In tempi di tassi rasenti o al di sotto dello zero, la caccia ai rendimenti più alti è aperta. Pochi però pensano a un investimento in opere d’arte. Eppure, numeri alla mano, conviene: pensate che nel lungo periodo, l’arte contemporanea ha avuto rendimenti in linea con il mercato azionario americano e con il prezzo dell’azione di Sotheby’s. Lo calcola l’Artprice Contemporary Art Index, calcolato dal Rapporto Artprice relativo alla prima metà del 2019, stilato in collaborazione con il suo partner in Cina AMMA (Art Market Monitor of Artron). Solo nella prima metà del 2019 l’indice Artprice relativo all’arte contemporanea è salito del 40%, trainato dagli ottimi risultati alle aste delle opere di Jeff Koons, Peter Doig and Keith Haring. Nella prima metà del 2019, l’indice Artprice100 (un portafoglio virtuale composto dai 100 migliori performer del mercato globale delle aste tra il 2014 e il 2018, ponderato per l’entità relativa del loro fatturato totale) è aumentato del 16%. L’indice ha battuto l’intero mercato grazie a risultati eccezionali per Fu Baoshi e Wu Guanzhong in Cina, e per Robert Rauschenberg, Frank Stella e Martin Kippenberger in Occidente. L’opera più redditizia per il suo venditore è stata una scultura della serie Pumpkin (1998) del giapponese Yayoi Kusama, pagata 5.800 dollari 10 anni fa a un’asta di Christie’s a Londra e rivenduta a New York per 156 mila dollari nell’aprile 2019, per un rendimento medio annuale del 39% in 10 anni: Apple nello stesso periodo ha guadagnato il 26% l’anno e l’indice S&P 500 il 12%. Artprice ha calcolato un rendimento annuo del +4,6% delle opere d’arte detenute per un periodo medio di 13 anni. Sul totale delle opere, il 51% ha registrato un aumento dei prezzi, il 48% ha subito un calo di valore, l’1% è rimasto stabile.
I prezzi delle opere d’arte sono saliti del 5% nel primo semestre di quest’anno e del 40% nel caso del settore dell’arte contemporanea (che include tutte le opere realizzate da artisti nati dopo il 1945). L’aumento dei prezzi delle opere d’arte è stato tuttavia accompagnato da una contrazione del mercato: i volumi di vendita (turnover) si sono infatti ridotti del 17,4%. In particolare, la maggiore contrazione si è registrata in Gran Bretagna (-25%), complice l’incertezza legata alla Brexit, e in Usa (-20%). Come mai? Thierry Ehrmann, fondatore e ad di Artprice, ha spiegato: “Il mercato dell’arte – come lo conosciamo dal 1975 – sembra aver raggiunto i suoi limiti strutturali: le case d’asta faticano a mantenere i loro margini operativi e anche a convincere i collezionisti a vendere i loro pezzi migliori. Le case d’asta stanno costantemente aumentando i loro compensi per gli acquirenti e, allo stesso tempo, inventano nuovi modi per rassicurare i venditori. Le garanzie possono incoraggiare alcune vendite, ma questo meccanismo non rappresenta una soluzione. È tempo che il mercato dell’arte inizi una nuova era digitale”.

(Elementi di un dataset)
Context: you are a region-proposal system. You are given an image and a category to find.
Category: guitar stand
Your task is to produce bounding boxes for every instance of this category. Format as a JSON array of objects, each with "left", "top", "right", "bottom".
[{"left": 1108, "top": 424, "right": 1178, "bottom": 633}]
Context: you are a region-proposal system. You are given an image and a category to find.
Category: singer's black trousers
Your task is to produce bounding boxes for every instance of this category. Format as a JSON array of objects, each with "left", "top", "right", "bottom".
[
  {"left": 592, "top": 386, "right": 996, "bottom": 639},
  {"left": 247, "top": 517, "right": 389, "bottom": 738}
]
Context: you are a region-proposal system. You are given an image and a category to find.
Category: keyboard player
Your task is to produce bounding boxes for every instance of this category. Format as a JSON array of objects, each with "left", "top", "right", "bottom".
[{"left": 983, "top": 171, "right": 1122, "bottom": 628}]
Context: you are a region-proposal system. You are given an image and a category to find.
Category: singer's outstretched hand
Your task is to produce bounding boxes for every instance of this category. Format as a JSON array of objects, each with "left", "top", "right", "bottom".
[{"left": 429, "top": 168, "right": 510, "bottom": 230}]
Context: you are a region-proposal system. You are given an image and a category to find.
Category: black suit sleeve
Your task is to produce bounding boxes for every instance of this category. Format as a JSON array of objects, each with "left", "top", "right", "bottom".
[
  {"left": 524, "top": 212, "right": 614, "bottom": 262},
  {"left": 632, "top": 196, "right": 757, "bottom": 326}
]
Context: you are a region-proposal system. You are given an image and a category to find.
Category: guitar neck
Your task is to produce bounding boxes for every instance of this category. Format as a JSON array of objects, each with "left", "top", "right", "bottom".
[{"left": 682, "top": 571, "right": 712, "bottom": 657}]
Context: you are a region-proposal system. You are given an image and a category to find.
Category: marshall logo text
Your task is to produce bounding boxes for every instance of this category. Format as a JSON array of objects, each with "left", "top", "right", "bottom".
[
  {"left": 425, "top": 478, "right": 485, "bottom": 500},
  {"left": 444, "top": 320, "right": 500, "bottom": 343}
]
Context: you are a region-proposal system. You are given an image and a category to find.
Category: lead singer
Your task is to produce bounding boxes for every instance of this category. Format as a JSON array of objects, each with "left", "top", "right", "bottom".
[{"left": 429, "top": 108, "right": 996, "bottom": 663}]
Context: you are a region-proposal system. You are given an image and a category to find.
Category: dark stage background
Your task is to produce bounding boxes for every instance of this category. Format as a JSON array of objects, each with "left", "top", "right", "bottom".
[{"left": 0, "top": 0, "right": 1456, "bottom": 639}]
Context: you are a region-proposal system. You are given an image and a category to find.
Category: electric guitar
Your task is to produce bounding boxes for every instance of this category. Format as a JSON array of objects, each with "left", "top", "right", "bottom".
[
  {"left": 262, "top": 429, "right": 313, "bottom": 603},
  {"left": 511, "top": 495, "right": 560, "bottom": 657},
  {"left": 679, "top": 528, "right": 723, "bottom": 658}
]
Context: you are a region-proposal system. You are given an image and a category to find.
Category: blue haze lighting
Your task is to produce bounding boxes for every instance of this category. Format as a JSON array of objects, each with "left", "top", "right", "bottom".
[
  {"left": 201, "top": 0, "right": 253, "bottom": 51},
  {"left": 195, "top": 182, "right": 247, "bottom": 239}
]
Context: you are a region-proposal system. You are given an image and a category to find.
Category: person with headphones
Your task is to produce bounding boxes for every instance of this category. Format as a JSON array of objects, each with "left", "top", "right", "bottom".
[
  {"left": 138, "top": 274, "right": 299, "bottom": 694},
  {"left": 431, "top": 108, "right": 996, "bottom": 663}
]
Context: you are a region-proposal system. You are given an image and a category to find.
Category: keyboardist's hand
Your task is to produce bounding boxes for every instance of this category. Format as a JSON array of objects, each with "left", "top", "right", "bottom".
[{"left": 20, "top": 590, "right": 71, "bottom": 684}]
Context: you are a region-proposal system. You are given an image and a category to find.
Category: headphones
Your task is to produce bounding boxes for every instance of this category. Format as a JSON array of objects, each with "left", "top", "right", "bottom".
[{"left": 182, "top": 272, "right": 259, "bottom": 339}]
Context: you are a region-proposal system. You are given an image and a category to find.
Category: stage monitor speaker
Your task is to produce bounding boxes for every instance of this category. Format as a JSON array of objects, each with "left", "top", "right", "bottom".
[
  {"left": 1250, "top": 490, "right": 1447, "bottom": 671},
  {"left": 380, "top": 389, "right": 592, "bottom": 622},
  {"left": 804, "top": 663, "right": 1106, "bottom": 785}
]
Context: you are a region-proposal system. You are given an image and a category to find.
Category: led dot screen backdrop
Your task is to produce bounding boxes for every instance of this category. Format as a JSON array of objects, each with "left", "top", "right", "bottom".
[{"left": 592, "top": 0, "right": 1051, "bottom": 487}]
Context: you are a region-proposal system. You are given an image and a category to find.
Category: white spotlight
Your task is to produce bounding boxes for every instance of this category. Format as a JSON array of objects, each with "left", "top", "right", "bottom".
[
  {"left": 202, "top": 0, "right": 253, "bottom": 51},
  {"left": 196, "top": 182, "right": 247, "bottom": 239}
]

- ISTRUZIONI -
1. Nel testo sul mercato dell'arte, quali artisti sono indicati come autori dei risultati eccezionali grazie ai quali l'indice Artprice100 ha battuto l'intero mercato? Elencali.
2. Traduci in inglese questa frase del testo sul mercato dell'arte: «Artprice ha calcolato un rendimento annuo del +4,6% delle opere d’arte detenute per un periodo medio di 13 anni.»
Il materiale è a sé stante e non fa parte del testo.

- RISPOSTE -
1. Fu Baoshi, Wu Guanzhong, Robert Rauschenberg, Frank Stella, Martin Kippenberger

2. Artprice calculated an annual return of +4.6% on works of art held for an average period of 13 years.